»»

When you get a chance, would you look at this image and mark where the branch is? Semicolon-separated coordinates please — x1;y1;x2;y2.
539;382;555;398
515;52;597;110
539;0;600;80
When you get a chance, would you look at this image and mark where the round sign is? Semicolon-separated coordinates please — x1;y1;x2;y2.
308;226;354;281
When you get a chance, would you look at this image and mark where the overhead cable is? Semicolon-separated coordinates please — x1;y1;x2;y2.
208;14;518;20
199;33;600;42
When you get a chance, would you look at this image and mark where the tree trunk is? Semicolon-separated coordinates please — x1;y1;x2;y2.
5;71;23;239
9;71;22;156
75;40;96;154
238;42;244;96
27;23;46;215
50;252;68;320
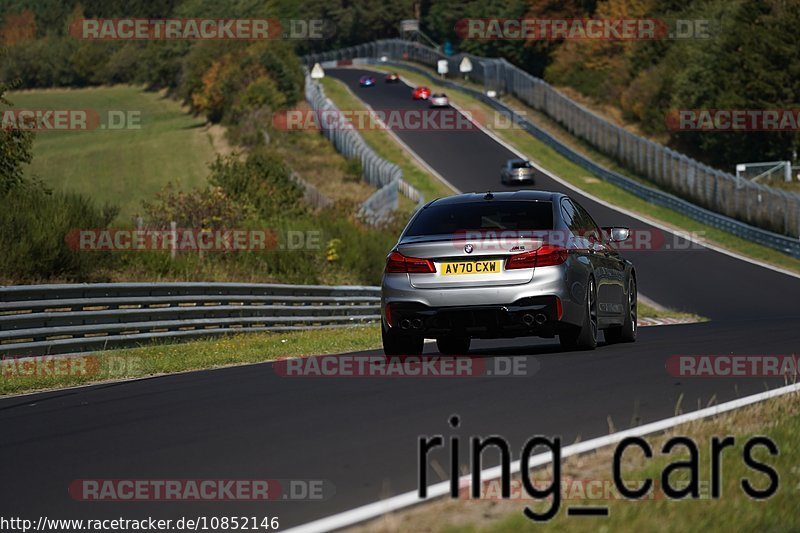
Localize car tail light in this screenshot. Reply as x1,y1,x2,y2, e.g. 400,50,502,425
535,245,570,267
505,245,568,270
385,251,436,273
385,303,393,327
505,250,537,269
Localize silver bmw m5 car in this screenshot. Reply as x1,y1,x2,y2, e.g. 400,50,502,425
380,191,637,355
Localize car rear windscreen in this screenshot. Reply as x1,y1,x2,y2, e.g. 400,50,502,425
404,201,553,236
511,161,530,169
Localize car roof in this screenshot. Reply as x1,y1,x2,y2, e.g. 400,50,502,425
426,190,562,207
506,158,529,164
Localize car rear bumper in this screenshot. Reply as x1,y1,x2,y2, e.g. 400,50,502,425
502,171,536,183
384,297,564,338
381,264,586,338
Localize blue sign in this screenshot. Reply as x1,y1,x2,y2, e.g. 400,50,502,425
443,40,454,56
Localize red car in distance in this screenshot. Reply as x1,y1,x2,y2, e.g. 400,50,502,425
412,86,431,100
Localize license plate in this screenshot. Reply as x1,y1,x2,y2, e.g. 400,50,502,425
440,260,502,276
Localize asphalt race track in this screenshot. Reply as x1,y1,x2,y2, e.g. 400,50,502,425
1,67,799,530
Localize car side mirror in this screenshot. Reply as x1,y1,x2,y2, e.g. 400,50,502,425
602,227,630,243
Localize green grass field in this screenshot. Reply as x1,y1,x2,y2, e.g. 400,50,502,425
9,85,217,222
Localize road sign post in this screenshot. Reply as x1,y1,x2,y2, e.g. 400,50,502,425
437,59,449,80
310,63,325,79
459,56,473,82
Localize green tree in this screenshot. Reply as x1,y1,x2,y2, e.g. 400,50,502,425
209,153,307,220
669,0,800,166
421,0,596,77
0,78,35,193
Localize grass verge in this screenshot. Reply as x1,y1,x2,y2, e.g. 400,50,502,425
366,64,800,276
0,325,381,397
0,303,697,398
353,389,800,532
11,85,218,223
638,302,704,322
273,101,377,204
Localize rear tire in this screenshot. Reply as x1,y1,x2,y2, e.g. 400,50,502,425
382,326,424,356
436,336,471,355
605,277,637,344
559,277,598,351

««

» **What is expected**: Give back the records above exactly. Pictures stay out.

» **Result**:
When you get a chance, would you look at this image and mark where the branch is? Semicolon-separated coordinates please — x1;y1;x2;y2.
539;382;555;398
515;52;597;110
539;0;600;80
When you get a chance, would you look at this image and mark where the round sign is? Semicolon-separated coordinates please — x1;y1;x2;y2.
308;226;354;281
When you get a chance, would you look at this image and mark where the overhead cable is? Semicolon-separated coordinates please — x1;y1;x2;y2.
208;14;518;20
199;33;600;42
When you get a chance, would you look at this image and mark where the tree trunk is? Semicolon-separated coordinates please — x1;y1;x2;y2.
5;71;23;239
9;71;22;156
75;40;96;154
238;42;244;96
27;23;46;215
50;252;68;320
Localize car tail light in this screenshot. Reply as x1,y1,x2,y2, e.g. 400,50,502,425
535,245,570,267
505,245,568,270
385,251,436,273
385,303,393,327
505,250,537,269
Localize silver bmw m5 car in this screenshot. Reply as x1,y1,x2,y2, e.g. 400,50,502,425
380,191,637,355
Localize car rear windscreen in this screenshot. Reply as x1,y1,x2,y2, e.g. 400,50,502,425
404,201,553,236
511,161,530,169
Localize car roof in this screenshot. Reply as x1,y1,x2,y2, e.g. 400,50,502,425
426,190,562,207
506,158,529,164
Localize car rear bumper in this screenshot. Reply as x1,y1,x2,y2, e.g. 400,50,502,425
502,171,536,183
384,297,564,338
381,264,586,338
Localize blue sign in this screenshot. Reply as x1,y1,x2,y2, e.g. 400,50,502,425
443,40,454,56
Localize red car in distance in this screenshot. Reply as x1,y1,x2,y2, e.g. 400,50,502,425
412,86,431,100
Localize license plate in this screenshot. Reply as x1,y1,x2,y2, e.g. 400,50,502,425
440,260,502,276
Localize asphalt race track in this screenshot. Reply as x1,y1,x2,y2, e.g. 400,50,502,425
1,67,799,530
Localize car side mirror in this screenshot. Reply as x1,y1,x2,y2, e.g. 400,50,502,425
602,227,630,243
Localize green grass field in this screenshot. Reply as x1,y1,x2,y2, e.g. 400,50,502,425
9,85,217,222
Localize road sign post in this screenshot. Reply as x1,y1,x2,y2, e.g. 400,50,502,425
437,59,449,80
310,63,325,79
459,56,473,82
Localize green tree in this screenshot. Reply as x1,y1,x2,y2, e.g. 400,50,502,425
209,153,307,220
669,0,800,166
421,0,596,77
0,78,35,193
Localize grass verge in this screenshot. Reply as x1,y1,x2,y2, e.g. 400,50,502,425
366,64,800,276
0,325,381,397
0,303,697,398
353,389,800,532
11,85,218,223
638,302,704,322
273,101,377,204
Localize rear tire in this screenshot. Reply as x1,y1,x2,y2, e.g. 400,50,502,425
382,326,424,356
436,336,471,355
605,277,637,344
559,277,598,351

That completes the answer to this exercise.